#### Goal of the exercise:
Go through the data and copy every line exactly, but not the images.

Saved data entries
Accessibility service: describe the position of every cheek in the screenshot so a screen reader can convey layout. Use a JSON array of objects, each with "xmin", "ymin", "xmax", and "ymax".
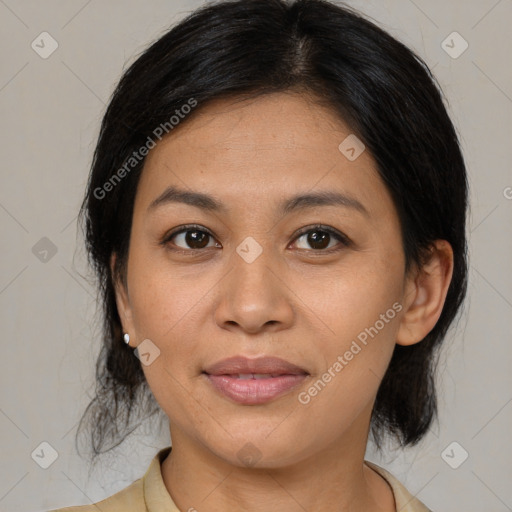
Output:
[
  {"xmin": 298, "ymin": 251, "xmax": 404, "ymax": 340},
  {"xmin": 130, "ymin": 263, "xmax": 209, "ymax": 421},
  {"xmin": 128, "ymin": 248, "xmax": 207, "ymax": 338},
  {"xmin": 293, "ymin": 277, "xmax": 402, "ymax": 438},
  {"xmin": 292, "ymin": 247, "xmax": 404, "ymax": 391}
]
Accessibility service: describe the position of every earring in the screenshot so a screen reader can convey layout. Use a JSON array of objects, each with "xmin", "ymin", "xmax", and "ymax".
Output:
[{"xmin": 123, "ymin": 333, "xmax": 130, "ymax": 345}]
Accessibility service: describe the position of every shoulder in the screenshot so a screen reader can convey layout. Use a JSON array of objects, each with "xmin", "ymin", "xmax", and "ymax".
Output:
[
  {"xmin": 47, "ymin": 477, "xmax": 145, "ymax": 512},
  {"xmin": 47, "ymin": 445, "xmax": 173, "ymax": 512},
  {"xmin": 365, "ymin": 461, "xmax": 433, "ymax": 512}
]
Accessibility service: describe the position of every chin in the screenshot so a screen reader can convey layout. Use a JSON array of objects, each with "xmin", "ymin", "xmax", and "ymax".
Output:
[{"xmin": 200, "ymin": 428, "xmax": 313, "ymax": 470}]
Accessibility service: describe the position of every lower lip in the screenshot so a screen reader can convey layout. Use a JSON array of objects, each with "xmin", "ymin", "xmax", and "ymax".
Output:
[{"xmin": 204, "ymin": 373, "xmax": 308, "ymax": 405}]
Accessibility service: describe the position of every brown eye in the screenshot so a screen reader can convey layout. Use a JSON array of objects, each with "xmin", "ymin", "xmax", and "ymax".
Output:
[
  {"xmin": 304, "ymin": 230, "xmax": 331, "ymax": 250},
  {"xmin": 293, "ymin": 225, "xmax": 350, "ymax": 252},
  {"xmin": 164, "ymin": 225, "xmax": 218, "ymax": 251},
  {"xmin": 181, "ymin": 230, "xmax": 211, "ymax": 249}
]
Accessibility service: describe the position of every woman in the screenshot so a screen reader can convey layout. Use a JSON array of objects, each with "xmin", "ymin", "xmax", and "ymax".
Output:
[{"xmin": 51, "ymin": 0, "xmax": 468, "ymax": 510}]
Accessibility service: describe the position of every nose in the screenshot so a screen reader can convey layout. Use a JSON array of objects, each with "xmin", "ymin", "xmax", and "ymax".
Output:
[{"xmin": 214, "ymin": 245, "xmax": 294, "ymax": 335}]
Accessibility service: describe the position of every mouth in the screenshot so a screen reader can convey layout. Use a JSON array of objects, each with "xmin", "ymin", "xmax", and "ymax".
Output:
[{"xmin": 202, "ymin": 356, "xmax": 309, "ymax": 405}]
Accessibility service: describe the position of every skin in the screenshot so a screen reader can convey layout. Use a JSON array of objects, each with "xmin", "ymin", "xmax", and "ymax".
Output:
[{"xmin": 112, "ymin": 91, "xmax": 453, "ymax": 511}]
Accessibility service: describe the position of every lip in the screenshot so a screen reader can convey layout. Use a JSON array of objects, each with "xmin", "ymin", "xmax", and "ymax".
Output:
[
  {"xmin": 203, "ymin": 355, "xmax": 308, "ymax": 376},
  {"xmin": 203, "ymin": 356, "xmax": 309, "ymax": 405}
]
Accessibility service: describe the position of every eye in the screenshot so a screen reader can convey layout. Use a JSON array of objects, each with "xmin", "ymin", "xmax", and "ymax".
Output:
[
  {"xmin": 162, "ymin": 224, "xmax": 219, "ymax": 251},
  {"xmin": 161, "ymin": 223, "xmax": 351, "ymax": 254},
  {"xmin": 292, "ymin": 225, "xmax": 351, "ymax": 252}
]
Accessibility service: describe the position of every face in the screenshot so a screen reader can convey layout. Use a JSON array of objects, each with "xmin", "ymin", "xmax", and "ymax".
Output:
[{"xmin": 114, "ymin": 91, "xmax": 416, "ymax": 468}]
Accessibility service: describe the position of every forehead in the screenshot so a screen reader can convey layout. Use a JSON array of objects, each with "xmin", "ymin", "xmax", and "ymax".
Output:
[
  {"xmin": 135, "ymin": 92, "xmax": 393, "ymax": 219},
  {"xmin": 150, "ymin": 92, "xmax": 352, "ymax": 158}
]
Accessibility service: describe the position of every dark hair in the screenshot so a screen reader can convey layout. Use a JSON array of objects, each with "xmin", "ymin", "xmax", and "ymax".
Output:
[{"xmin": 75, "ymin": 0, "xmax": 468, "ymax": 461}]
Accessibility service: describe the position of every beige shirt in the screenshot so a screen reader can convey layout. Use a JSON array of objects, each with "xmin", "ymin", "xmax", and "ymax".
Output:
[{"xmin": 49, "ymin": 446, "xmax": 432, "ymax": 511}]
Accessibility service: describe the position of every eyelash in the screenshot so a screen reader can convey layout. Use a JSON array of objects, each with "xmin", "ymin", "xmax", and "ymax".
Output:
[{"xmin": 160, "ymin": 223, "xmax": 351, "ymax": 255}]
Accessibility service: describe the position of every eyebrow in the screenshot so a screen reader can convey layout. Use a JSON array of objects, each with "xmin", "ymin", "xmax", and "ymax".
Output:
[{"xmin": 147, "ymin": 185, "xmax": 369, "ymax": 217}]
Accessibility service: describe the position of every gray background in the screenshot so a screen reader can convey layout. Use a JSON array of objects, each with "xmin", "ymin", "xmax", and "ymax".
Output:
[{"xmin": 0, "ymin": 0, "xmax": 511, "ymax": 511}]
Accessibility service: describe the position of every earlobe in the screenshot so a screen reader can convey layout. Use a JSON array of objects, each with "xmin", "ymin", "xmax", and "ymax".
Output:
[{"xmin": 396, "ymin": 240, "xmax": 454, "ymax": 347}]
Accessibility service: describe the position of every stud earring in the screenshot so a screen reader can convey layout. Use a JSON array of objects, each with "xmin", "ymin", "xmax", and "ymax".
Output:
[{"xmin": 123, "ymin": 333, "xmax": 130, "ymax": 345}]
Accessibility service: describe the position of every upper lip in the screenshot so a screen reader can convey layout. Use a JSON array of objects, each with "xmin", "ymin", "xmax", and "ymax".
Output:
[{"xmin": 203, "ymin": 356, "xmax": 308, "ymax": 376}]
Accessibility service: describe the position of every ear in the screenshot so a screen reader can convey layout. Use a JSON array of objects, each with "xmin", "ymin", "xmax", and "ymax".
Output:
[
  {"xmin": 110, "ymin": 252, "xmax": 136, "ymax": 344},
  {"xmin": 396, "ymin": 240, "xmax": 454, "ymax": 346}
]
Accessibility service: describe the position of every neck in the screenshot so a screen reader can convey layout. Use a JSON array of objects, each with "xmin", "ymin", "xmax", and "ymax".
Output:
[{"xmin": 160, "ymin": 413, "xmax": 395, "ymax": 512}]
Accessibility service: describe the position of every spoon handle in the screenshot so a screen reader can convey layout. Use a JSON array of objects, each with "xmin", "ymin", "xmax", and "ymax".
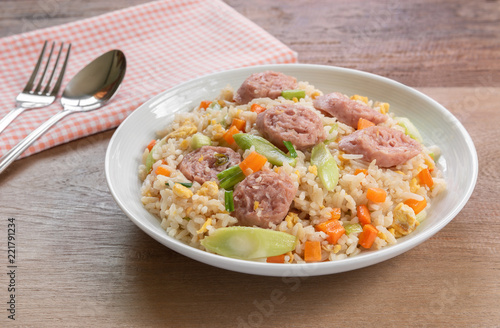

#### Solution:
Accessibility service: describe the position of every cheek in the screenshot so a screen reader can convey layout. Use a JSON array of objects, each with "xmin", "ymin", "xmax", and "ymax".
Output:
[
  {"xmin": 298, "ymin": 251, "xmax": 404, "ymax": 340},
  {"xmin": 130, "ymin": 263, "xmax": 209, "ymax": 421},
  {"xmin": 128, "ymin": 248, "xmax": 207, "ymax": 338},
  {"xmin": 293, "ymin": 277, "xmax": 402, "ymax": 438},
  {"xmin": 292, "ymin": 247, "xmax": 404, "ymax": 391}
]
Accessibility service: describe the position of every earring in the screenshot so a screen reader can convey layout. Use a JSON array of objects, each with "xmin", "ymin", "xmax", and "ymax".
Output:
[{"xmin": 123, "ymin": 333, "xmax": 130, "ymax": 345}]
Accessibility service: describe the position of every shoulder in the screenshot so a screen reader can convey layout. Use a JSON array of objects, each with "xmin", "ymin", "xmax", and "ymax".
Output:
[
  {"xmin": 47, "ymin": 477, "xmax": 145, "ymax": 512},
  {"xmin": 47, "ymin": 445, "xmax": 173, "ymax": 512},
  {"xmin": 365, "ymin": 461, "xmax": 433, "ymax": 512}
]
Accessibility service: describe the position of every chin in the screenshot so a screen reader can convey layout. Use a JSON array of objects, each with "xmin", "ymin", "xmax", and "ymax".
Output:
[{"xmin": 200, "ymin": 428, "xmax": 313, "ymax": 470}]
Accessibility service: describe the position of every lower lip in the screenshot so a screen reader can convey layout. Use a JSON array of objects, each with "xmin", "ymin", "xmax", and "ymax".
Output:
[{"xmin": 204, "ymin": 373, "xmax": 308, "ymax": 405}]
Accessibility service: describe the position of every brown eye in the screenshot so a screen reader can convey layout. Use a JSON array of objects, each with "xmin", "ymin", "xmax", and "ymax".
Output:
[
  {"xmin": 304, "ymin": 230, "xmax": 331, "ymax": 250},
  {"xmin": 293, "ymin": 225, "xmax": 350, "ymax": 252},
  {"xmin": 164, "ymin": 225, "xmax": 218, "ymax": 251},
  {"xmin": 181, "ymin": 230, "xmax": 211, "ymax": 249}
]
Accessibility service: describe the position of every woman in the screenshot so a screen reader can convey layout. Use a JSON array of objects, each with "xmin", "ymin", "xmax", and "ymax".
Output:
[{"xmin": 51, "ymin": 0, "xmax": 468, "ymax": 510}]
Accessibility service: describe the position of every nose in the screenshot so a screen reader can convey layout. Use a JSON array of objects, each with "xmin", "ymin", "xmax", and "ymax".
Output:
[{"xmin": 214, "ymin": 245, "xmax": 294, "ymax": 335}]
Accessibility service: describe the position of every mouth in the screenshot so a screen reader can convey layout. Use a JSON array of objects, each with "xmin", "ymin", "xmax", and "ymax".
Output:
[{"xmin": 202, "ymin": 356, "xmax": 309, "ymax": 405}]
Accessibility service: describe the position of every skin in the screenshot so a screen reader can convey layout. Use a JSON array of objects, each with "xmin", "ymin", "xmax", and "ymax".
Output:
[{"xmin": 112, "ymin": 91, "xmax": 453, "ymax": 511}]
Accessibility service: describe the position of every lip in the screenshot so a screen reader can convey layout. Use a JSON array of objects, each with "xmin", "ymin", "xmax", and "ymax".
Output:
[
  {"xmin": 203, "ymin": 355, "xmax": 308, "ymax": 376},
  {"xmin": 203, "ymin": 356, "xmax": 309, "ymax": 405}
]
Accessibility service: describe the position of every eye in the screenshot so a screen reader can convey layout. Use a JSON array of objects, each with "xmin", "ymin", "xmax", and "ymax".
Output:
[
  {"xmin": 162, "ymin": 224, "xmax": 219, "ymax": 251},
  {"xmin": 161, "ymin": 223, "xmax": 351, "ymax": 254},
  {"xmin": 292, "ymin": 225, "xmax": 351, "ymax": 252}
]
Accessibility service: describe the position of every face in the screenshot so a screen reader can convey layout. Use a JSON array of objects, each with "xmin", "ymin", "xmax", and "ymax".
Output:
[{"xmin": 114, "ymin": 91, "xmax": 416, "ymax": 468}]
Accessibility service: describe the position of every forehead in the screenshot so a screen reader can convey layout. Use a JSON array of objects, each with "xmin", "ymin", "xmax", and "ymax".
Output:
[
  {"xmin": 135, "ymin": 92, "xmax": 393, "ymax": 219},
  {"xmin": 150, "ymin": 92, "xmax": 352, "ymax": 158}
]
Accessibility service: describe the position of every dark hair in the screenshot so a screen reader can convey layout. Use a JSON array of objects, each with "xmin", "ymin", "xmax", and "ymax".
Output:
[{"xmin": 75, "ymin": 0, "xmax": 468, "ymax": 461}]
Accessibility service: describe the position of every beige shirt in the screenshot so a screen reader can convey layout. Use a JSON array of objects, each with "xmin", "ymin", "xmax", and "ymax".
Output:
[{"xmin": 49, "ymin": 446, "xmax": 432, "ymax": 511}]
Accessibility service: describe the position of every eyelash in the screenshot so a screen reader can convey layout. Use a JSON array of objects, each with "xmin", "ymin", "xmax", and "ymax".
Output:
[{"xmin": 160, "ymin": 223, "xmax": 351, "ymax": 255}]
Accessibility service: describe the position of every eyebrow in the screenshot so a screen reader can convey layout. Use a JSON array of objects, each with "xmin", "ymin", "xmax", and "ymax".
Output:
[{"xmin": 147, "ymin": 185, "xmax": 369, "ymax": 217}]
Accessibility service: describe the position of every gray background in the screenshot so a screen reader can convey layout. Use a JSON array of objects, each with "xmin", "ymin", "xmax", and "ymax".
Output:
[{"xmin": 0, "ymin": 0, "xmax": 511, "ymax": 511}]
Accessibility service: describe the position of every earlobe in the screenshot so a screen reader can convey layout. Use a JSON array of objects, each with "xmin", "ymin", "xmax", and "ymax".
Output:
[{"xmin": 396, "ymin": 240, "xmax": 454, "ymax": 347}]
Accessibility service: describe the position of every stud earring in the screenshot so a screen reader can convey layout. Use a JSON array of objects, each with "xmin", "ymin", "xmax", and "ymax".
Output:
[{"xmin": 123, "ymin": 333, "xmax": 130, "ymax": 345}]
Accessibility service: describe the position of every upper lip in the screenshot so a screen reader can convey layout. Use a JSON array of objects, each with "xmin", "ymin", "xmax", and "ymax".
Output:
[{"xmin": 203, "ymin": 356, "xmax": 308, "ymax": 376}]
Accessibility service: describe the position of every ear in the screenshot so a screen reader can convey layout. Use a JSON array of objects, each with "xmin", "ymin", "xmax", and "ymax".
Output:
[
  {"xmin": 110, "ymin": 252, "xmax": 136, "ymax": 344},
  {"xmin": 396, "ymin": 240, "xmax": 454, "ymax": 346}
]
Accessibility service: describe the position of every neck in the screenshot so a screen reader can convey layout. Use a JSON array of objects, each with "xmin", "ymin", "xmax", and "ymax".
Output:
[{"xmin": 160, "ymin": 413, "xmax": 395, "ymax": 512}]
Accessibility service: describe the position of every spoon handle in the screenshot so a screen reader can convey layout. Use a JSON array of objects, each with "xmin", "ymin", "xmax", and "ymax".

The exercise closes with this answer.